- _EXERCISE TEXT_:
"""
Insights from the rat genome sequence
© BioMed Central Ltd 2004
Published: 30 April 2004
The availability of the rat genome sequence, and detailed three-way comparison of the rat, mouse and human genomes, is revealing a great deal about mammalian genome evolution. Together with recent developments in cloning technologies, this heralds an important phase in rat research.
Historically, the rat has been the animal model of choice for research in key areas that inform human medicine, such as cardiovascular biology, neurobiology and nutrition. A huge body of knowledge has accumulated and over 230 disease models have been generated through selective breeding. The rat is also an indispensable tool in drug development, both for the assessment of therapeutic efficacy and for toxicity trials. The mouse has largely usurped the rat as the species of choice in biomedical research in general, however, because of its size, fecundity and ease of genetic manipulation - especially with the development of gene knock-out technology. After human, the mouse was the obvious next choice for whole-genome sequencing, and there was a naive belief that the rat genome sequence would prove to be redundant, given the morphological and evolutionary similarity between the rat and the mouse.
"""
- _TASKS_:
**1.** Copy word for word the part of the rat genome passage that opens with the words containing "Insights from the" and closes with "in rat research.".
**2.** Answer these questions using the rat genome passage.
(a) On what date was it published?
(b) How many rat disease models have been generated through selective breeding?
(c) What technology is named as especially easing genetic manipulation of the mouse?

(Collected data)
"""
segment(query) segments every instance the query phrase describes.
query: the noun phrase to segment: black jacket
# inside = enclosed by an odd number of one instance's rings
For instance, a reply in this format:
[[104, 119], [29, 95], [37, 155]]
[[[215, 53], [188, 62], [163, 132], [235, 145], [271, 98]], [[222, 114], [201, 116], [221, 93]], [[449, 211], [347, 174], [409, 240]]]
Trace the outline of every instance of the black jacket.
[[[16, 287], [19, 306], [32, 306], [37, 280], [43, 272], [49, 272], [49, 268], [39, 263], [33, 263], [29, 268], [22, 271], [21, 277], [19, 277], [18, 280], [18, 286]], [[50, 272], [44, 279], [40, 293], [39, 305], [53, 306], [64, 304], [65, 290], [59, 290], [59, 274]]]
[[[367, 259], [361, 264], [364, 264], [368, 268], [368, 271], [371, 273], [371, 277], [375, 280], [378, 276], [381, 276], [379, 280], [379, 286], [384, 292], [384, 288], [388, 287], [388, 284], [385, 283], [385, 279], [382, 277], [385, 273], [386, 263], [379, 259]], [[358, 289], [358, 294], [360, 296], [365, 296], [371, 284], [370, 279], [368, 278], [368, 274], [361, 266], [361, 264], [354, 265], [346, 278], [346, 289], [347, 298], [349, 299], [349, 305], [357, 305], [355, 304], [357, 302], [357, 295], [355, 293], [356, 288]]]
"""
- _ANSWER SET_:
**1.**
Insights from the rat genome sequence
© BioMed Central Ltd 2004
Published: 30 April 2004
The availability of the rat genome sequence, and detailed three-way comparison of the rat, mouse and human genomes, is revealing a great deal about mammalian genome evolution. Together with recent developments in cloning technologies, this heralds an important phase in rat research.

**2.**
(a) 30 April 2004
(b) Over 230
(c) Gene knock-out technology